Excerpt provided.
But androids do not walk among us yet. Four years from the fictional future of the movie, the science of robotics is now sufficiently advanced for Stephen Hawking to warn recently that full artificial intelligence “could spell the end of the human race”. We have mapped the human genome and cloned Dolly the sheep, but synthetic replicants are still many decades or even centuries away.

Sadly, flying cars are also still the stuff of dreams, though the Slovakian company Aeromobil promises to go into mass production this decade with their sleek, gorgeous, Blade Runner-ish vehicle. Many of the film’s other analogue-age gadgets, like clunky wire-frame computer graphics and video payphones on street corners, now belong to a future that has long since passed. Even more anachronistically, 21st century LA is awash with chain-smokers, puffing away both indoors and out. Surely the most outlandishly inaccurate prediction in the whole movie.

Metropolis (1927)

Architecturally, Blade Runner continues to spill out beyond the screen and shape the contemporary built environment. The film’s infernal cityscape was partly inspired by the ICI Wilton chemical works close to where Scott grew up on Teesside in northeast England, as well as “Hong Kong on a bad day”. But the design team also drew on the work of Italian Futurist architect Antonio Sant’Elia, the socially stratified high-rise citadel of Fritz Lang’s silent-movie classic Metropolis, and the fantasy urban vistas of French comics artist Jean ‘Moebius’ Giraud – indeed, Scott invited Giraud to join the production, but he declined as he was already busy with another film project.

House with external elevators (1914), Antonio Sant'Elia

Scott also filmed at some iconic Art Deco locations in LA. Frank Lloyd Wright’s Mayan-influenced Ennis House stood in for Deckard’s apartment, while the cavernous Union Station became police headquarters. Meanwhile the landmark Victorian-era Bradbury Building played itself, but was transformed into the semi-derelict apartment block where Deckard and Batty stage their final battle.

By retro-fitting the much-filmed New York street set on the Warner Bros. back lot with a mash-up of past and future elements, Blade Runner helped envision the deconstructed time-warp style that would come to define architectural postmodernism – or “crunchy comic-book architecture”, as Scott calls it. The teeming street markets, monumental skyscrapers and billboard-sized TV screens also proved prophetic of 21st century urban life, especially in booming Asian mega-cities. “In Shanghai certainly, the way urban development is going, Syd absolutely had it nailed,” claims Scott in Dangerous Days.

Natural-language descriptions of regions.
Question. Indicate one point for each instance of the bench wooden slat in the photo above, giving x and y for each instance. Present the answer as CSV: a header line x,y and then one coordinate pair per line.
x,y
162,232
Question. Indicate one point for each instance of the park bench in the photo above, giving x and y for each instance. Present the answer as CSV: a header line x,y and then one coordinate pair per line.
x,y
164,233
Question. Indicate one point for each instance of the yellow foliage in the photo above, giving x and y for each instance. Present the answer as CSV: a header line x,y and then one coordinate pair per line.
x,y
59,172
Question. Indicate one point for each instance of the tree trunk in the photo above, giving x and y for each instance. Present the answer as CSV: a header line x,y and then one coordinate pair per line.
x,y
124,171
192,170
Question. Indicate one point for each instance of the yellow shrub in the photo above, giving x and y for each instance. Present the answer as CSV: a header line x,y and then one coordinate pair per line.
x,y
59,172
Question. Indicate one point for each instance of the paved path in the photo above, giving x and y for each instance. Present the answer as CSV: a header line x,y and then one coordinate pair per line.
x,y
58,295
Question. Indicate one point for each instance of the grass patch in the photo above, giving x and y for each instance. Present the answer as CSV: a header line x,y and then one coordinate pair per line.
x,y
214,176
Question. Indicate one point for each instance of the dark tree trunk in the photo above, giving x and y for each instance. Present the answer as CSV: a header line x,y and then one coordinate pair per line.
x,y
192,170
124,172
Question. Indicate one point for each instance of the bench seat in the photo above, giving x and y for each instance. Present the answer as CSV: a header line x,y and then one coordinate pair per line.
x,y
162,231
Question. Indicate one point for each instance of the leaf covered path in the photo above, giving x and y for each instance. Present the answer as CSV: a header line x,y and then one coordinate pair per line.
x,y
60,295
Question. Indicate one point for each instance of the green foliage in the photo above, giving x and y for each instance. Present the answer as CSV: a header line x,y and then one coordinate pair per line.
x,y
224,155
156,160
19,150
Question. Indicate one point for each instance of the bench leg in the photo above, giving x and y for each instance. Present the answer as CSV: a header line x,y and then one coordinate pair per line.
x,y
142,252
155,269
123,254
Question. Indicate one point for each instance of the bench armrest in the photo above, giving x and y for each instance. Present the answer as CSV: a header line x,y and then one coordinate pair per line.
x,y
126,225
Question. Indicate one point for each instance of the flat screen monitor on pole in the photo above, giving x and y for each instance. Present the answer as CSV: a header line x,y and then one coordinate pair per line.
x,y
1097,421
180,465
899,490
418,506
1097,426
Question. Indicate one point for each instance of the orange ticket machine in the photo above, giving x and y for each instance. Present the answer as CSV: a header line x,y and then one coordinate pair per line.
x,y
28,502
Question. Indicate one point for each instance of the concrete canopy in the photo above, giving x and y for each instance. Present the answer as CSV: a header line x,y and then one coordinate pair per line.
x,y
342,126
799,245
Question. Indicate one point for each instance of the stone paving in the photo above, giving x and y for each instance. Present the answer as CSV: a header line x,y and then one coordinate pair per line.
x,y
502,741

Complete the following.
[A] Quote the Blade Runner text, starting at the words containing "Metropolis (1927)" and ending with "with another film project.".
[B] Condense the paragraph of the Blade Runner text that opens "Scott also filmed at some iconic Art Deco locations" into a shorter version that keeps its main facts.

Answers in order.
[A]
Metropolis (1927)

Architecturally, Blade Runner continues to spill out beyond the screen and shape the contemporary built environment. The film’s infernal cityscape was partly inspired by the ICI Wilton chemical works close to where Scott grew up on Teesside in northeast England, as well as “Hong Kong on a bad day”. But the design team also drew on the work of Italian Futurist architect Antonio Sant’Elia, the socially stratified high-rise citadel of Fritz Lang’s silent-movie classic Metropolis, and the fantasy urban vistas of French comics artist Jean ‘Moebius’ Giraud – indeed, Scott invited Giraud to join the production, but he declined as he was already busy with another film project.

[B] Scott shot at well-known Art Deco sites in LA. Frank Lloyd Wright's Mayan-influenced Ennis House served as Deckard's apartment, and Union Station became police headquarters. The Victorian-era Bradbury Building appeared as itself, turned into the semi-derelict apartment block where Deckard and Batty have their final battle.